### Task instructions
Produce an exact transcript of all the records.

►

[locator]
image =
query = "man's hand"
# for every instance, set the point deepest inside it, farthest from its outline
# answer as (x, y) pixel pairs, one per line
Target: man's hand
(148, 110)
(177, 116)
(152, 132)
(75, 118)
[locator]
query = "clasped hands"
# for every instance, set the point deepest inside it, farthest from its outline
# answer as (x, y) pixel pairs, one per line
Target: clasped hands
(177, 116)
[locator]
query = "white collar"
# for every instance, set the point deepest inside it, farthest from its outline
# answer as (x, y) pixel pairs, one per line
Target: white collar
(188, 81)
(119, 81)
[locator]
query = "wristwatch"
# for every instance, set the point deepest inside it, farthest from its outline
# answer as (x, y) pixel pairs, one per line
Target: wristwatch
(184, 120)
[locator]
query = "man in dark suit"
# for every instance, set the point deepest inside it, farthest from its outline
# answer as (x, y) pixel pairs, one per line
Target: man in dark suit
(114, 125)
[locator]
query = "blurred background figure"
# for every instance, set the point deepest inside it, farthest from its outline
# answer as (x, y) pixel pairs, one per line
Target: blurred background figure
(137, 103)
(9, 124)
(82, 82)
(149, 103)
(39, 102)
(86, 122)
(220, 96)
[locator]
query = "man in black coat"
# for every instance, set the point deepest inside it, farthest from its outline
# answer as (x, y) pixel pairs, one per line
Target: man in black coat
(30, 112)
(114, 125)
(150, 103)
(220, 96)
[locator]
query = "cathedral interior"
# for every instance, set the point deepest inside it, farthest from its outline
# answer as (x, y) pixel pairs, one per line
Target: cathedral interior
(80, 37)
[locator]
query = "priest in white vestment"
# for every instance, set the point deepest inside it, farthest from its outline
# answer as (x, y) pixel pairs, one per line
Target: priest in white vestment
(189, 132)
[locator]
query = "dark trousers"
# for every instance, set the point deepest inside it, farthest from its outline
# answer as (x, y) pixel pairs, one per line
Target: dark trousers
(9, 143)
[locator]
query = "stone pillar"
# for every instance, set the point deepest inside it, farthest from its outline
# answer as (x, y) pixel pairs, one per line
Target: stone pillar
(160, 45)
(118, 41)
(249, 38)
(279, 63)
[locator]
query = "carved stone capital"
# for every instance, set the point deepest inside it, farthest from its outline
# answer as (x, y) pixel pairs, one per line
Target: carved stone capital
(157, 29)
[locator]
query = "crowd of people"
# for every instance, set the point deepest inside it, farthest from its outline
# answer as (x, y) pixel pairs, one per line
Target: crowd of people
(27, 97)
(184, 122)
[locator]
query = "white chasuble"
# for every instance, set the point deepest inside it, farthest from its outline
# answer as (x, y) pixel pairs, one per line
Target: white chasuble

◄

### Response to the exercise
[locator]
image =
query = "man's hand"
# for every instance, set the point deepest inside it, farthest from its outline
# answer as (x, y) pixel pairs, one per line
Target: man's hand
(148, 110)
(177, 116)
(152, 132)
(75, 118)
[locator]
query = "clasped hands"
# for every instance, set the point deepest inside it, farthest from its outline
# answer as (x, y) pixel pairs, one per line
Target: clasped hands
(177, 116)
[locator]
query = "white collar"
# for every instance, set the point deepest inside it, farthest from its outline
# answer as (x, y) pixel pairs, one per line
Target: white collar
(188, 81)
(119, 81)
[locator]
query = "wristwatch"
# for every instance, set the point deepest inside it, farthest from its outline
# answer as (x, y) pixel pairs, one per line
Target: wristwatch
(184, 120)
[locator]
query = "man in dark suit"
# for every instance, set the point deepest inside it, farthest from its outline
# answer as (x, y) pixel pairs, one per line
Target: man in dark suit
(114, 125)
[locator]
query = "blurred background figure"
# for every instance, set the point deepest inside it, farthest from its outline
# answer as (x, y) pixel pairs, one per line
Target: blurred background figure
(137, 103)
(9, 124)
(82, 82)
(149, 103)
(39, 102)
(86, 122)
(220, 96)
[locator]
query = "man in black coat"
# for every instance, set the point deepest inside it, farthest from its outline
# answer as (x, y) pixel pairs, one per line
Target: man in black coat
(30, 112)
(114, 125)
(150, 103)
(220, 96)
[locator]
query = "cathedral interior"
# for every instance, set the point deepest inside it, farthest from its outline
# answer as (x, y) pixel pairs, one per line
Target: cathedral interior
(80, 37)
[locator]
query = "priest in white vestment"
# for every instance, set the point deepest inside it, farthest from its outline
# answer as (x, y) pixel pairs, one per line
Target: priest in white vestment
(189, 132)
[locator]
query = "dark trousers"
# for every instance, set the point deepest inside it, farthest from its outline
# answer as (x, y) pixel pairs, one per line
Target: dark trousers
(9, 143)
[locator]
query = "stone pillar"
# for every instance, set the point deepest inside it, farthest from its outline
# answer as (x, y) pixel pairs, one per line
Target: stone pillar
(160, 45)
(118, 41)
(249, 38)
(279, 63)
[locator]
query = "carved stone capital"
# for every instance, set the point deepest inside it, farthest from its outline
# answer as (x, y) pixel pairs, one per line
Target: carved stone capital
(157, 29)
[locator]
query = "crowd of people"
# for every instance, set the point deepest inside it, farthest from its outline
# answer as (x, y) pixel pairs, one per line
Target: crowd of people
(27, 97)
(184, 122)
[locator]
query = "white chasuble"
# for every instance, set the point deepest inside it, farthest from its outline
# answer as (x, y) pixel pairs, one per line
Target: white chasuble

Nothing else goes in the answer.